- [Source document]:

In workplaces that are not unionized, workers have always had a limited capacity to influence the operations of the business as a whole. But, given that such workers are typically interacting in a face-to-face environment, speaking directly to managers, there is at least some ability to agitate for better conditions and engage in group actions. It’s far from perfect, but there exists some channel of input from the bottom to the top.

In a platform-app company, there is no such channel. The workers using the app rarely have any official means to contact staff at the platform company–this is by design. The company is not inclined to care about your particular concerns or feelings, because they have far too many people using the platform to pay attention to individuals, and also because those individuals are easy to replace. To manage public image, unofficial communities set up for platform workers are monitored for negativity–speak ill of your platform provider, and if they are able to identify you, you may well be kicked off and left in search of new employment, likely with a company that will treat you no better.

It might be argued that the platform economy is a function of economic efficiency, that this is happening because it allows workers to flow freely from job to job, based on their own needs. Indeed, in a job market where workers had diverse choices in terms of employment, pay, and benefits, and possessed enough bargaining power to obtain a fair deal, this would be a good thing. But in the aftermath of the 2008-9 economic meltdown, countless jobs were shed by the economy and are simply never coming back. The US is currently said to be at full employment–based purely on the unemployment rate, this is true–but most working Americans have not seen any real economic gains since the crash. We have not returned to pre-recession levels of income for most workers.

A fantasy exists that people are joining the platform economy because they like being free agents–they enjoy the flexibility and the sense of being your own boss. This may be fine if one is young, at the beginning of their career and earning power, and relatively free of familial attachments and obligations. Such an arrangement becomes less tenable if you have obligations such that missing an hour or two of Uber fares will see you short on rent. As American safety nets have been gutted–with government dysfunction so extreme there is unlikely to be anything done about it for the foreseeable future–living from day to day on platform apps becomes, not a nice-to-have option, but a work-or-starve necessity.

The issue does not lie solely, perhaps not even primarily, with platform companies. At this point, it’s tough to say that Uber is ripping off drivers when it is itself wildly unprofitable. Given that most of the platform players are startups running on venture capitalist cash, profits may not been seen for several years yet. In the meantime, workers will (and some already have) come to depend on these platforms for income. Some of them may be regulated out of existence–most operate in gray areas, legally speaking, in terms of how they relate to the people working under the platform.

There is no reason to believe that a platform economy needs to be a bad thing. Choosing your own hours, what tasks you will do, and for what price is a fascinating concept–workers have never held so much hypothetical power to negotiate the terms of their work. But current implementations are very worker-hostile, and succeed primarily by externalizing their costs onto the workers themselves as well as public coffers. (Large, established companies like Walmart do the same, it must be pointed out.) That such services are now available to people who aren’t wealthy is also an intriguing development, although one might ask how much of that is the result of people having to work excessive hours just to stay afloat, left with little choice but to offload everyday tasks to people willing to do them cheaply.

It’s hard to say what the platform economy will turn into and to what extent it will ultimately influence the future of work. But if nothing else, it looks here to stay, and perhaps at some point the platforms themselves will become commoditized enough to empower workers themselves, rather than Silicon Valley startups and venture capitalists.

- [Set of tasks]:
- A) In the essay on the platform economy, which three things does it say workers can choose for themselves?
- B) Translate this sentence from the essay on the platform economy into Spanish: "There is no reason to believe that a platform economy needs to be a bad thing."
- C) Update the essay on the platform economy from "The issue does" to "under the platform.", replacing "drivers" with "couriers".
The rows that come after the essay on the platform economy are not needed here.

- [Exercise data]:
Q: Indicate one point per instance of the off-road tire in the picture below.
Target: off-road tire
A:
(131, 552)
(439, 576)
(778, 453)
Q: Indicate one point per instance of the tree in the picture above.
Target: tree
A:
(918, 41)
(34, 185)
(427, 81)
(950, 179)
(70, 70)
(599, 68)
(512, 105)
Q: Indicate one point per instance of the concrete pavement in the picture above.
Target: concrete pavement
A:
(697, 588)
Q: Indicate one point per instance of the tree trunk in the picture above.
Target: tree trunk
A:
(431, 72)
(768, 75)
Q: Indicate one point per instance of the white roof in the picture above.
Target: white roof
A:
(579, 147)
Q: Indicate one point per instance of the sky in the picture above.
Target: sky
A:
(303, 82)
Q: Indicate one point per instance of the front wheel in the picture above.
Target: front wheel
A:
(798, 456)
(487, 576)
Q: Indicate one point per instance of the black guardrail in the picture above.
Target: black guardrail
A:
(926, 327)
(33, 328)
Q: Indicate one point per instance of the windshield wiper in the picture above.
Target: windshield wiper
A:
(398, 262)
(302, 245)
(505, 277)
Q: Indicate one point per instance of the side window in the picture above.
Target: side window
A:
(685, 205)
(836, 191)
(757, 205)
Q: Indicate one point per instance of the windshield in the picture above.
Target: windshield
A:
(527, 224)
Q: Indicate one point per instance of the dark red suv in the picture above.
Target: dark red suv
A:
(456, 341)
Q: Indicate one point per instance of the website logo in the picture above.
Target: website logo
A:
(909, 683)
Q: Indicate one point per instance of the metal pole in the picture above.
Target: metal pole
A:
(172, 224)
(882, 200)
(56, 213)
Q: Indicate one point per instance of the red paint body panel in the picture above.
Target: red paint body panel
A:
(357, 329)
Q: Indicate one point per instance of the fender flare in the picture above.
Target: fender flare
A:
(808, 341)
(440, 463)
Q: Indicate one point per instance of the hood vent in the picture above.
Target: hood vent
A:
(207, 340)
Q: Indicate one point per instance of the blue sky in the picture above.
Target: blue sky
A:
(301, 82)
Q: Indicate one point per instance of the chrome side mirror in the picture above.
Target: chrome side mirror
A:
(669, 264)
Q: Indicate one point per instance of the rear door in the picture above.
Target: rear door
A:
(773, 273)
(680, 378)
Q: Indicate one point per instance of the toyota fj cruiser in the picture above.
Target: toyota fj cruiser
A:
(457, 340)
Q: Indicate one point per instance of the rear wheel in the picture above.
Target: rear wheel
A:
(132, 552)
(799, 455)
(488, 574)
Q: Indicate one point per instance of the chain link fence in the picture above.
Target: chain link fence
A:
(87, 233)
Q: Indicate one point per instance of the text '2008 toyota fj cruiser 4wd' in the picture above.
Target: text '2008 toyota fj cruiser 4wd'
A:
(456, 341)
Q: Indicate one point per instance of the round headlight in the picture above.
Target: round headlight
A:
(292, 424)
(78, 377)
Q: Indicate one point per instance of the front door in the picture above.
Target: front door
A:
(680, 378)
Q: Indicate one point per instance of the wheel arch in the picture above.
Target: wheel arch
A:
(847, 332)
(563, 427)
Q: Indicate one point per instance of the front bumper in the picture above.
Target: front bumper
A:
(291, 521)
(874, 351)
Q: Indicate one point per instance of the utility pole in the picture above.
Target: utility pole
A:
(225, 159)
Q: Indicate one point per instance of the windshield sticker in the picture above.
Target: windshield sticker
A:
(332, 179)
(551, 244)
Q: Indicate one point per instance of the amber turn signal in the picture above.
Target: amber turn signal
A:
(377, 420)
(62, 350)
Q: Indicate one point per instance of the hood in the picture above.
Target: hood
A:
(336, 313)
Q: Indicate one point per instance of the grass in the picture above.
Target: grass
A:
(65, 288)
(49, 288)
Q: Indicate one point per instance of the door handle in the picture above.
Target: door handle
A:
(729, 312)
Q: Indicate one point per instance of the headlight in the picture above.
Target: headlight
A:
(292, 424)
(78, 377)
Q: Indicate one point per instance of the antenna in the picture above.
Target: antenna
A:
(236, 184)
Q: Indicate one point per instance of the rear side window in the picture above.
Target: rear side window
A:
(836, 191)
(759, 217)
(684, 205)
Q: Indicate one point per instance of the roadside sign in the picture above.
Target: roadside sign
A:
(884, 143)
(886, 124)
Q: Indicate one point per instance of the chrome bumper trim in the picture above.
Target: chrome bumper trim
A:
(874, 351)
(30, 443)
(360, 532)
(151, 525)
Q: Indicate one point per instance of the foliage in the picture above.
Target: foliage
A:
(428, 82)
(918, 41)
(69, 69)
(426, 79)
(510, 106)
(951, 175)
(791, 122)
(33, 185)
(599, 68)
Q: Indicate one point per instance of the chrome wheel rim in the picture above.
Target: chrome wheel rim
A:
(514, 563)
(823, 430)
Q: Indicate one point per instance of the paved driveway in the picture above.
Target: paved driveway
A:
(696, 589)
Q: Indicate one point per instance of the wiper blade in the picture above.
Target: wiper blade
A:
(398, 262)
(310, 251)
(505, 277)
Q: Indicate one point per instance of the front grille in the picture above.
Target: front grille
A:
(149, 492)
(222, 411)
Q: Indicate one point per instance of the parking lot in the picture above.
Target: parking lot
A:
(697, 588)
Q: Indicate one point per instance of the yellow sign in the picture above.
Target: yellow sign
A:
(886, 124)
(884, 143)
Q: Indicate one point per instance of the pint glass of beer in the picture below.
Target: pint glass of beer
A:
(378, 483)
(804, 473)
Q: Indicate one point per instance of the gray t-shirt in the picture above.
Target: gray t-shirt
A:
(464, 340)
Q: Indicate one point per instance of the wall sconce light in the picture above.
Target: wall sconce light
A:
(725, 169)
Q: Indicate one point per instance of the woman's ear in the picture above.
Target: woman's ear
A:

- [Solutions to the problems]:
- A)
1. Their own hours
2. What tasks they will do
3. The price they will do the tasks for

- B) No hay razón para creer que una economía de plataformas tenga que ser algo malo.

- C)
The issue does not lie solely, perhaps not even primarily, with platform companies. At this point, it’s tough to say that Uber is ripping off couriers when it is itself wildly unprofitable. Given that most of the platform players are startups running on venture capitalist cash, profits may not been seen for several years yet. In the meantime, workers will (and some already have) come to depend on these platforms for income. Some of them may be regulated out of existence–most operate in gray areas, legally speaking, in terms of how they relate to the people working under the platform.